Entity Classification: Assign each entity a label from {header, question, answer, other}; micro-averaged Precision, Recall, and F1 at the entity (span + label) level.
Entity Linking: Predict directed links (key-value or higher-order), evaluated on the accuracy of predicted pairs.
Entity Boundary Detection: A prediction is correct only if both the complete entity span and class label match the reference.

Metric formalizations:

$\text{Precision} = \frac{\mathrm{TP}}{\mathrm{TP}+\mathrm{FP}}$
$\text{Recall} = \frac{\mathrm{TP}}{\mathrm{TP}+\mathrm{FN}}$
$\text{F}_1 = 2\cdot \frac{\text{Precision} \cdot \text{Recall}}{\text{Precision}+\text{Recall}}$

For entity linking, some models additionally report mean Average Precision (mAP), mean rank (mRank), and Hit@k scores, especially in the context of pairwise link retrieval (Wang et al., 2020, Villota et al., 2021).

3. Dataset Challenges, Limitations, and Structural Revisions

FUNSD was designed to embody the complexity of real-world form documents:

Scanning noise: Low-resolution (≈100 dpi), grayscale, with blur, streaks, and repeated scan–print artifacts.
Layout heterogeneity: Wide template diversity across domains and periods, with tabular regions, multi-column layouts, and both typed and handwritten text.
Annotation inconsistencies: Early releases exhibited ambiguous usage of “header,” over-/under-segmentation of entity spans, and occasional erroneous key–value links (Vu et al., 2020).
Limited sample size: Only 199 forms, increasing the importance of transfer learning and data-efficient algorithms.

A key revision initiative (Vu et al., 2020) eliminated ambiguous “header” labels and enforced strict key–value chain labeling rules, resulting in more consistent ground truth and marginally improved supervised model convergence (+1% mIoU on Q/A/O segmentation). Residual OCR errors and bounding–box artifacts persist.

4. Model Benchmarks and State-of-the-Art Results

FUNSD has become a de facto standard for benchmarking document understanding models, from early MLP and CNN approaches to current multimodal transformers and graph-based mechanisms.

Recent state-of-the-art on FUNSD (entity recognition, F1 metric):

Model	Modality	F1 (%)	Notes
GraphLayoutLM_BASE	T+L+Image	93.43	Multimodal encoding, MLP head (Li et al., 2024)
HGALayoutLM_BASE	T+L+Image	94.32	Hypergraph attention, span-boundary modeling
GraphLayoutLM_LARGE	T+L+Image	94.39
HGALayoutLM_LARGE	T+L+Image	95.31
FormNetV2	T+L+Image	86.35	Multimodal, unified GCL pretraining (Lee et al., 2023)
MSAU-PAF	Image+Layout	83.0	End-to-end image-based hierarchical (Dang et al., 2021)
U-Net + CI-Deform	Image+TextMask	0.73 mIoU	Key-value segmentation, layout-only (Vu et al., 2020)

HGALayoutLM’s hypergraph-attention head jointly scores all start–end token pairs per span and label, enhancing boundary detection over BIO-tag or MLP heads, with negligible additional computation (Li et al., 2024). FormNetV2’s multimodal graph-contrastive pretraining yields a more compact but slightly lower-F1 model relative to hypergraph-attention architectures (Lee et al., 2023).

Entity linking benchmarks demonstrate that BERT-based pairwise classification can attain F1=0.80, outperforming both earlier graph-based models (FUDGE: 0.62) and multi-modal LayoutLM (0.69) (Villota et al., 2021).

+++

_List of tasks_:
#1 Revise the FUNSD passage from "3. Dataset Challenges, Limitations, and" to "and handwritten text.", putting "monochrome" in place of "grayscale".
#2 Carry the FUNSD passage forward from its last sentence.
The rows that come next are separate material and are not part of the FUNSD passage.

+++

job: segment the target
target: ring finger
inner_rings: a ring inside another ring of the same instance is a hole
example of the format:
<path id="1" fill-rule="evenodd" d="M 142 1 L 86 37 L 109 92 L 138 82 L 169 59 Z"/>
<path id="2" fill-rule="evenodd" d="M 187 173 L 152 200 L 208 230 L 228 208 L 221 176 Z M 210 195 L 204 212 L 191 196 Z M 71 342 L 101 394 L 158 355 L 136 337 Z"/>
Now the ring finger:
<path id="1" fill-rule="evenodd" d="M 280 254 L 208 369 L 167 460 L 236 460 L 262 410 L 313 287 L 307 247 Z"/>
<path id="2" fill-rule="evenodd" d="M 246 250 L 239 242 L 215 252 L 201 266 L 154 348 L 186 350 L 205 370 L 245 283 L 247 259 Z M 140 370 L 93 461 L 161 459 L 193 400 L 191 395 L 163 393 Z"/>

+++

_The answers_:
#1
3. Dataset Challenges, Limitations, and Structural Revisions

FUNSD was designed to embody the complexity of real-world form documents:

Scanning noise: Low-resolution (≈100 dpi), monochrome, with blur, streaks, and repeated scan–print artifacts.
Layout heterogeneity: Wide template diversity across domains and periods, with tabular regions, multi-column layouts, and both typed and handwritten text.

#2
5. Methodological Advancements and Ablation Findings

Research on FUNSD advances both model architecture and learning protocol:

Span-centric attention: HGALayoutLM replaces per-token linear heads with span-based multi-head attention. Rotary span position encoding over OCR–node indices and balanced-hyperedge loss mitigate fragmentation at class boundaries, achieving substantial F1 gains (Li et al., 2024).
Graph-based modeling: FormNetV2 and DocStruct employ multimodal GCNs, infusing token-level layout and edge-level image features with self-supervised graph contrastive learning, significantly improving localization and label F1 (Lee et al., 2023, Wang et al., 2020).
Visual graph editing: Visual FUDGE models the document as an iteratively edited graph of text lines, using GCN-driven edge pruning, vertex merging, and grouping solely from visual features; this enables robustness to degraded or out-of-language forms, although entity labeling lags language-model–based methods (Davis et al., 2021).
Curriculum and schedule ablations: Progressive data scheduling (curriculum learning) reduces training time. Significant F1 benefits are observed for BERT (ΔF1=+0.023, p=0.022) but not for LayoutLMv3, suggesting that model capacity and inductive bias modulate curriculum effectiveness (Hamdan et al., 2 Feb 2026).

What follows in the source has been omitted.